* 待办任务: 下方记录中包含字符串“handbag”的行共有几行？只写出数字。

* 本题记录:
★ ★ ★
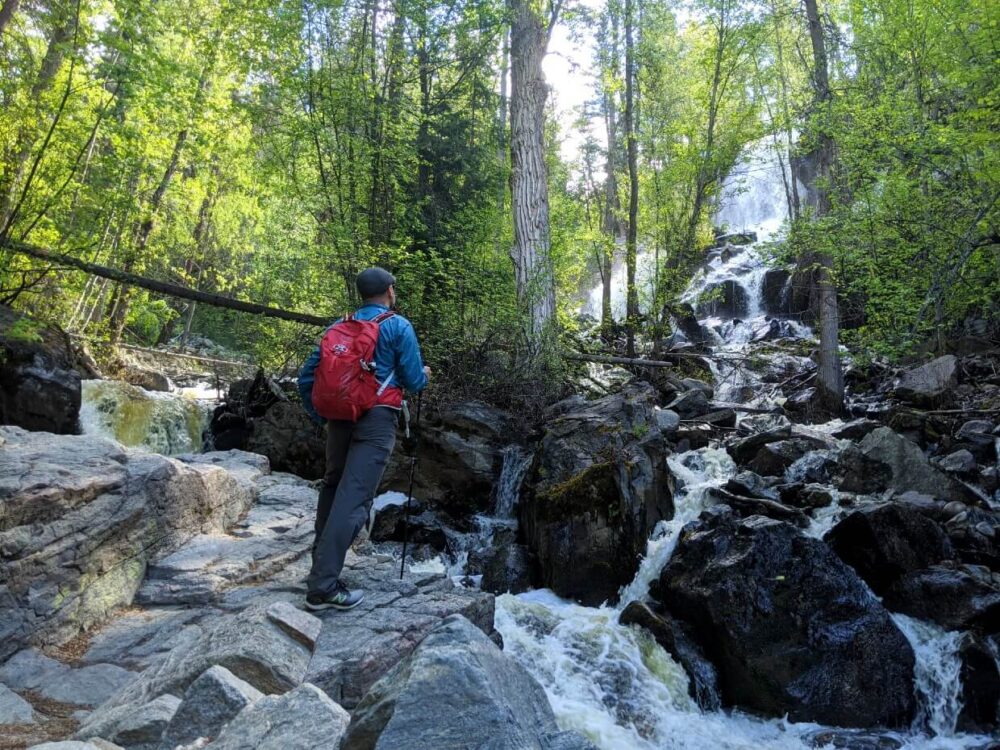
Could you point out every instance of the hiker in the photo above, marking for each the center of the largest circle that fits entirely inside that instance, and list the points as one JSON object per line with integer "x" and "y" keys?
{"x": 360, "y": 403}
★ ★ ★
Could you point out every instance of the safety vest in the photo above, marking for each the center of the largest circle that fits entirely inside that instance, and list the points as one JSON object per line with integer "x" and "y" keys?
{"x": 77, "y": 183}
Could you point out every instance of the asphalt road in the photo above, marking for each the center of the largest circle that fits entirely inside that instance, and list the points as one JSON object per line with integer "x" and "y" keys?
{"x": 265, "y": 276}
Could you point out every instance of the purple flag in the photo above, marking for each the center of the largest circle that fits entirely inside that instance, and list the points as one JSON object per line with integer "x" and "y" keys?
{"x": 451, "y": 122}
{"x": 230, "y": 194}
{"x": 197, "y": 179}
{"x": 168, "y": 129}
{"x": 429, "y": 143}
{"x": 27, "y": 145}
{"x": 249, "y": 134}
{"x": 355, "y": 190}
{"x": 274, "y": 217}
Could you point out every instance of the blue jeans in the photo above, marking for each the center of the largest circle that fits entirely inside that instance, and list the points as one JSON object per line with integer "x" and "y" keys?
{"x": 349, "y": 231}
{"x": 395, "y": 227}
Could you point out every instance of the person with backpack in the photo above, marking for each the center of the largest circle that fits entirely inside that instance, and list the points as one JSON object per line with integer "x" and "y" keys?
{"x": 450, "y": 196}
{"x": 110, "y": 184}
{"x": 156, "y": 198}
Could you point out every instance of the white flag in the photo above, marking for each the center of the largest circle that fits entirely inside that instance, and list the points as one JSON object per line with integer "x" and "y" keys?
★ ★ ★
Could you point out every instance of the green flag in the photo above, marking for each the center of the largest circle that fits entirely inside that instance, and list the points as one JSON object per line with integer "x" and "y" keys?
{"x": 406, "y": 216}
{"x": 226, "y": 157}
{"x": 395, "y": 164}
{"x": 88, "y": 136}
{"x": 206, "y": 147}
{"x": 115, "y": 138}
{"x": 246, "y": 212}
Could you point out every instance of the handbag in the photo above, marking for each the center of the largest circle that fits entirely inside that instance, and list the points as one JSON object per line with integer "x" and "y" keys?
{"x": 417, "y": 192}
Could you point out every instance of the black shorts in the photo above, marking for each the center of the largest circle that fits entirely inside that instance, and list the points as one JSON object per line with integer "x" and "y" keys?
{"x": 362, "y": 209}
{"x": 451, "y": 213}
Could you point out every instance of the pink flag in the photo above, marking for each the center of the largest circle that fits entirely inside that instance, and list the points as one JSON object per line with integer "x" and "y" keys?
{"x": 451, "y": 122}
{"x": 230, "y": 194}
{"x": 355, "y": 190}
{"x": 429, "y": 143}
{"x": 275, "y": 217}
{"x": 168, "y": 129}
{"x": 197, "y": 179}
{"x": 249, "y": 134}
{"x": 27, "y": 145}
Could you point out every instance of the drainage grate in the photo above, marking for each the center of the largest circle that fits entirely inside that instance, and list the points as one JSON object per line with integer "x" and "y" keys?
★ ★ ★
* 练习结果: 1